Rewrite everything from the start of the entries down to the line containing "Outlines of the", putting "ship hull" wherever "boat hull" appears and leaving all else the same.
==============================
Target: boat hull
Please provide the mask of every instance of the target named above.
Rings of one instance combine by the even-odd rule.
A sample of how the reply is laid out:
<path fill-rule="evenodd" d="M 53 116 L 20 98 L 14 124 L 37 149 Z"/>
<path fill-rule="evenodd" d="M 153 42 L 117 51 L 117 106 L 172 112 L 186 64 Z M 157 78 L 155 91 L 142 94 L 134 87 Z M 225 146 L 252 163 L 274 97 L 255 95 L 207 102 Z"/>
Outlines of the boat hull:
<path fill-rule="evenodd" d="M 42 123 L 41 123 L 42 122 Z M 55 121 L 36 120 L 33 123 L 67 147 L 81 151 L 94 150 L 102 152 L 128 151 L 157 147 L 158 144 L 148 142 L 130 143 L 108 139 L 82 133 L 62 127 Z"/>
==============================
#### [TASK RESPONSE]
Target: ship hull
Please provide the mask of every instance of the target named above.
Rings of one instance combine by the even-odd rule.
A sample of how the reply is laid out:
<path fill-rule="evenodd" d="M 53 116 L 20 98 L 14 124 L 37 149 Z"/>
<path fill-rule="evenodd" d="M 153 42 L 117 51 L 117 106 L 172 112 L 186 64 Z M 157 78 L 155 91 L 142 94 L 134 87 Z M 225 146 L 252 163 L 274 97 L 255 95 L 207 102 Z"/>
Outlines of the ship hull:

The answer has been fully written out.